__Record set__.
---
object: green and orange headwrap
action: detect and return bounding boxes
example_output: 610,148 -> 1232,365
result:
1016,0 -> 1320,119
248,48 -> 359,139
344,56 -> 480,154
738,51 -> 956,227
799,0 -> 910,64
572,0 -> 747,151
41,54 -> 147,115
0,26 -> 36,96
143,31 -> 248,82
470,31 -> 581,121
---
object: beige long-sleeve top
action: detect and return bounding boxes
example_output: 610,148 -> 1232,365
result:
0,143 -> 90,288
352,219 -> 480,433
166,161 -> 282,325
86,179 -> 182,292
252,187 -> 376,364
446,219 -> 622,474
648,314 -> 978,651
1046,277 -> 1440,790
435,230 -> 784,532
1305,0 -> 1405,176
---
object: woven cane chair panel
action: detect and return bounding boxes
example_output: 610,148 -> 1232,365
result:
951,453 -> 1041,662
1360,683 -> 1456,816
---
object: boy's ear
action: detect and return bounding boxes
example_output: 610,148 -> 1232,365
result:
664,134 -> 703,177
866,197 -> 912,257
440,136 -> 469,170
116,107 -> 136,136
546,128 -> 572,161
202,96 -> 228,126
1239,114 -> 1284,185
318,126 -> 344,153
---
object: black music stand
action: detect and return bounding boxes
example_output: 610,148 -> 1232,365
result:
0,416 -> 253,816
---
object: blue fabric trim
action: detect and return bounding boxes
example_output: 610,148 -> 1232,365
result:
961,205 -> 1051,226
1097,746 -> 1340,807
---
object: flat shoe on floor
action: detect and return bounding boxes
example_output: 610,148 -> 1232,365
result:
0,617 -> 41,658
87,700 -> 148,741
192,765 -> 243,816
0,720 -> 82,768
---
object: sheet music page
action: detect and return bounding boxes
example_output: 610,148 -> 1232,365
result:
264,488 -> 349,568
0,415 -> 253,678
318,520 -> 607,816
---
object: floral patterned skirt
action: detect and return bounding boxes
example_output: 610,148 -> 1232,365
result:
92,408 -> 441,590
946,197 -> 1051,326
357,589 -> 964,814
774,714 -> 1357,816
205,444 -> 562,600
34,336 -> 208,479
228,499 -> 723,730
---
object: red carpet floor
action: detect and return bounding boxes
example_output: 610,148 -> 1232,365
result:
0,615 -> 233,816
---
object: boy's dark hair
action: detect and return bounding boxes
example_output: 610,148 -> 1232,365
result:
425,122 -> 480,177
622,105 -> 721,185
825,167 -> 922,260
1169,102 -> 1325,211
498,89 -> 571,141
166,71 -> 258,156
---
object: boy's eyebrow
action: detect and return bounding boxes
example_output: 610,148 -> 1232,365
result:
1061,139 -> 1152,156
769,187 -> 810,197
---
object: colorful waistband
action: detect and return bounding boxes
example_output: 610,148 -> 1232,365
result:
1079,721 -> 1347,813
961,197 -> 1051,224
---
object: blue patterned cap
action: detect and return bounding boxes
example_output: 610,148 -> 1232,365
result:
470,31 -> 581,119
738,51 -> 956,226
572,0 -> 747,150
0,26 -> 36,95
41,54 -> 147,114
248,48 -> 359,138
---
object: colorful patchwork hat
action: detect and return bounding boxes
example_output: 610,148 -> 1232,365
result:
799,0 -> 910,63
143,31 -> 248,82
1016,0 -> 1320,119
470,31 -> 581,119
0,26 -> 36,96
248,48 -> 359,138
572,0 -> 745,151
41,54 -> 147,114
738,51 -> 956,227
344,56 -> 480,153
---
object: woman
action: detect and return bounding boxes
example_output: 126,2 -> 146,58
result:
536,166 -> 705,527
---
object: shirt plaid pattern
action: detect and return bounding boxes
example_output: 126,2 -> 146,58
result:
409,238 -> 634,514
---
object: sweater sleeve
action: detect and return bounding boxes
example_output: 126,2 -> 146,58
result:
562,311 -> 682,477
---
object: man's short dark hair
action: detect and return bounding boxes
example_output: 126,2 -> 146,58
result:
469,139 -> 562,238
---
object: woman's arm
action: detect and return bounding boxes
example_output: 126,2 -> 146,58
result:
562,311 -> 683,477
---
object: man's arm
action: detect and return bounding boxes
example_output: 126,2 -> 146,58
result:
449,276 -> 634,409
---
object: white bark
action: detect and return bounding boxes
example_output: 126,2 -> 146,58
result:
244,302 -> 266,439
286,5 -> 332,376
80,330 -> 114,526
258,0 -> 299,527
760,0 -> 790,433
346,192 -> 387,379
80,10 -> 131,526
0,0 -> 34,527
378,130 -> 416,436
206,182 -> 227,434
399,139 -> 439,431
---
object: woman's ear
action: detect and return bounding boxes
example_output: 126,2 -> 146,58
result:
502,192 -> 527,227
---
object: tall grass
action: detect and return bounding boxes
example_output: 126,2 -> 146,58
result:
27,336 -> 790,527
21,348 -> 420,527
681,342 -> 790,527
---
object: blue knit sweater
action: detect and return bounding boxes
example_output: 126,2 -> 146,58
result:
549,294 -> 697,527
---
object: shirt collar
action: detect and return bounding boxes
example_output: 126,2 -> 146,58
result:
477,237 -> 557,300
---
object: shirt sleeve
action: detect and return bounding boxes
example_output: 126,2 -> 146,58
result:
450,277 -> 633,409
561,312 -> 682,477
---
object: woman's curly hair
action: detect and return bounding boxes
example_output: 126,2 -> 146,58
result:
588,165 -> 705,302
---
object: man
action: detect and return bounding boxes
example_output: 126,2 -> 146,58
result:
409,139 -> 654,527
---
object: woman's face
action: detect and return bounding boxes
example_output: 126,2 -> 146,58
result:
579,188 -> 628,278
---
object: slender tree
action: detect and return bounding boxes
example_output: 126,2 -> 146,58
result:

__What you are asked to do__.
Rewrite the material from its first line through the line containing "1360,683 -> 1456,816", both included, keeping the requests, and shift every box coordinate in the answers by -105.

__Worked solution__.
---
object: green and orange headwrap
action: detect and return bounding boxes
example_output: 610,148 -> 1232,365
result:
911,-105 -> 1215,14
143,-57 -> 254,34
239,-49 -> 375,49
633,-54 -> 851,122
694,-105 -> 805,-41
467,-105 -> 642,46
-64,-51 -> 42,10
-105,-79 -> -69,-9
38,-74 -> 143,-23
365,-74 -> 476,16
---
object: beige long-sleeve top
action: detect and return bounding boxes
example_output: 610,148 -> 1232,365
result:
-105,38 -> -15,183
247,114 -> 375,328
61,56 -> 177,220
-19,74 -> 77,187
147,82 -> 271,259
341,114 -> 517,369
543,209 -> 873,546
941,172 -> 1335,685
330,125 -> 679,427
1200,-105 -> 1300,71
---
object: woven cane chair panel
action: detect and return bounding boxes
example_output: 610,148 -> 1232,365
result:
846,348 -> 936,557
1255,578 -> 1351,711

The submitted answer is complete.